- DATA PROVIDED -

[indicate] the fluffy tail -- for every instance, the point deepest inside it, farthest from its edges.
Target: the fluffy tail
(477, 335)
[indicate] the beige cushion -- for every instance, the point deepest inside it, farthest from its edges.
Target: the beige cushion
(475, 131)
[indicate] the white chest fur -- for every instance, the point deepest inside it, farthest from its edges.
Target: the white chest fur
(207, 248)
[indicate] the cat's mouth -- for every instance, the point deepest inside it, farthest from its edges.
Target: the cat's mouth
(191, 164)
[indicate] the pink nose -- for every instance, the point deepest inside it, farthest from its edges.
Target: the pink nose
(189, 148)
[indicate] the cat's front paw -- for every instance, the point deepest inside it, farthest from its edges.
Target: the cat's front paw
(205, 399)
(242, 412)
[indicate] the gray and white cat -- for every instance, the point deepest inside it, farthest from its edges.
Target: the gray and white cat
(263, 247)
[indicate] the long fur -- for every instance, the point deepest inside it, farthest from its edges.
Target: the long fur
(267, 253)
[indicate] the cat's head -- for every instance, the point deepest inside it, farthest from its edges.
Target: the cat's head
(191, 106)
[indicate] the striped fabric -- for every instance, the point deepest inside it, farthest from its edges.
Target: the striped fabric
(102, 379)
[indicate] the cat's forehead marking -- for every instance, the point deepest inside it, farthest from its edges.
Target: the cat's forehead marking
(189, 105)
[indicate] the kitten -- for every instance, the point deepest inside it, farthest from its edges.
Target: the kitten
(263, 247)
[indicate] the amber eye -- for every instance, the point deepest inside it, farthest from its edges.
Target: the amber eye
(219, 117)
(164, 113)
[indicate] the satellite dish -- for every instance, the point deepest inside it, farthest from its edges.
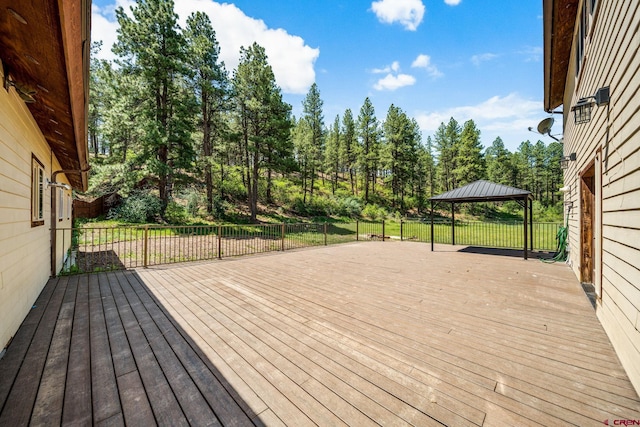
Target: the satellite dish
(545, 126)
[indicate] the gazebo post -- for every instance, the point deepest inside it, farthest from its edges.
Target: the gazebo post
(432, 236)
(530, 223)
(453, 224)
(525, 223)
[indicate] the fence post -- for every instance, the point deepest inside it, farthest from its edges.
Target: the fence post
(145, 247)
(219, 241)
(325, 234)
(283, 234)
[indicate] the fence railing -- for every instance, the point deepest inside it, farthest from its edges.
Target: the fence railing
(114, 248)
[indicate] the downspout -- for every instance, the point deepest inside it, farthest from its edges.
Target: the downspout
(54, 222)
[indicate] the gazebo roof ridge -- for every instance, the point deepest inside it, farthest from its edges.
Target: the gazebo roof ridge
(482, 190)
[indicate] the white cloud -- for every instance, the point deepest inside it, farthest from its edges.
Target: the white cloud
(395, 67)
(482, 57)
(393, 82)
(424, 61)
(508, 117)
(408, 13)
(532, 54)
(291, 59)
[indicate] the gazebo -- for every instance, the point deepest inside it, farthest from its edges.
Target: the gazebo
(487, 191)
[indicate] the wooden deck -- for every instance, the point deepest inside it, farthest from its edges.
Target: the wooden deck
(358, 334)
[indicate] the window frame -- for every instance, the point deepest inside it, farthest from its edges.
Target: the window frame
(69, 205)
(37, 191)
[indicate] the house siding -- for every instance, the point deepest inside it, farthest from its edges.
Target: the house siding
(611, 141)
(24, 250)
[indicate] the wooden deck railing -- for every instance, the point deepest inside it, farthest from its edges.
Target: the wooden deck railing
(93, 249)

- EXERCISE GOAL -
Copy the lines of the data above exactly as written, beginning with the line containing "Target: the beige cushion" and ending with the line containing "[indicate] the cat's mouth", and leave out all other lines.

- EXERCISE OUTPUT -
Target: the beige cushion
(475, 131)
[indicate] the white chest fur -- for every instance, the point deepest inside it, farthest from its edges.
Target: the white chest fur
(207, 248)
[indicate] the cat's mouth -- for every instance, the point deepest inside it, farthest from its edges.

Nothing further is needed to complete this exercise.